TEXT PROVIDED =
========================
# Age-Related Differences in the Clinical Profile and Management of Atrial Fibrillation: Results from the Multicentre REGUEIFA Registry

**Authors:** Alejandro Manuel López-Pena, Juliana Elices-Teja, Olga Durán-Bobín, Laila González-Melchor, María Vázquez-Caamaño, Emiliano Fernández-Obanza, Eva González-Babarro, Pilar Cabanas-Grandío, Miriam Piñeiro-Portela, Oscar Prada-Delgado, Mario Gutiérrez-Feijoo, Evaristo Freire, Oscar Díaz-Castro, Javier Muñiz, Javier García-Seara, Carlos González-Juanatey

PMC · DOI: 10.3390/jcm15051955 · 2026-03-04

## TL;DR

This study compares older and younger patients with atrial fibrillation, finding that older patients have more health issues and different treatment approaches.

## Contribution

The study provides insights into age-related differences in atrial fibrillation management and clinical profiles using a large multicentre registry.
========================
RECORDS SUPPLIED =
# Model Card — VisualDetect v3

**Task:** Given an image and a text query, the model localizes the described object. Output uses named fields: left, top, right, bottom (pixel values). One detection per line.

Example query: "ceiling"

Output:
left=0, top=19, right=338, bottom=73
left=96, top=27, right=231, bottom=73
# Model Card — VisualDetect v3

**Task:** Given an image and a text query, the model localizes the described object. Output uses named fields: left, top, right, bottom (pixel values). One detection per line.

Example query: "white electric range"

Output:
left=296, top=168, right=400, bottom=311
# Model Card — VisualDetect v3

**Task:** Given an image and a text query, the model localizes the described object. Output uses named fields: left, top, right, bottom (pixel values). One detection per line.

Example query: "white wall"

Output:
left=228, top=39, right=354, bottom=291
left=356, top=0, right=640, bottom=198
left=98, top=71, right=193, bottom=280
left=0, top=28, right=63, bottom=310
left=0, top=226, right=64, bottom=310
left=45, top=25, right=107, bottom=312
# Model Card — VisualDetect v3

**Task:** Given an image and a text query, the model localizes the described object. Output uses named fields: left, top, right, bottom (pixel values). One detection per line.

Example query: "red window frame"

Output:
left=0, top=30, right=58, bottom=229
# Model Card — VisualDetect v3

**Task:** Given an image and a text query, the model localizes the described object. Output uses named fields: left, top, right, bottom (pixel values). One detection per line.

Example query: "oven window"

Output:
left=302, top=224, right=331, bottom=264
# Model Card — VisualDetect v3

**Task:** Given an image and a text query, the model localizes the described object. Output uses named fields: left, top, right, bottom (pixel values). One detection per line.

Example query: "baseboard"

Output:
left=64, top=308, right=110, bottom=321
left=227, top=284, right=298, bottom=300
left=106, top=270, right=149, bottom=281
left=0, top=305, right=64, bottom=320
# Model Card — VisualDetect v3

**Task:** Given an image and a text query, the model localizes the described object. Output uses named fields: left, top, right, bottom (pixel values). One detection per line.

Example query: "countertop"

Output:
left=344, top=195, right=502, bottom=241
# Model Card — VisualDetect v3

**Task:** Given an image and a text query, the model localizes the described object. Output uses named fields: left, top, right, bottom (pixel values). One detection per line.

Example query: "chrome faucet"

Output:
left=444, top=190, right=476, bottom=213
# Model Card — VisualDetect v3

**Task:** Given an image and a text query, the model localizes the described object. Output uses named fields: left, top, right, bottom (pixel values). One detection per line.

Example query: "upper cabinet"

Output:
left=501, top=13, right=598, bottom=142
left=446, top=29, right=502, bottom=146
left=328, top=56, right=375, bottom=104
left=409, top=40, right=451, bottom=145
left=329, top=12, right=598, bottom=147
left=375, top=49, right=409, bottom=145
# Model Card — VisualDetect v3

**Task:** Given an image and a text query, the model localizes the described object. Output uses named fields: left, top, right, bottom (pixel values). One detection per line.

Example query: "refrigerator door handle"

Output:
========================
Copy everything from "PMC · DOI: 10.3390/jcm15051955" down to "large multicentre registry." in the atrial fibrillation study summary above, keeping every word and mark unchanged.

PMC · DOI: 10.3390/jcm15051955 · 2026-03-04

## TL;DR

This study compares older and younger patients with atrial fibrillation, finding that older patients have more health issues and different treatment approaches.

## Contribution

The study provides insights into age-related differences in atrial fibrillation management and clinical profiles using a large multicentre registry.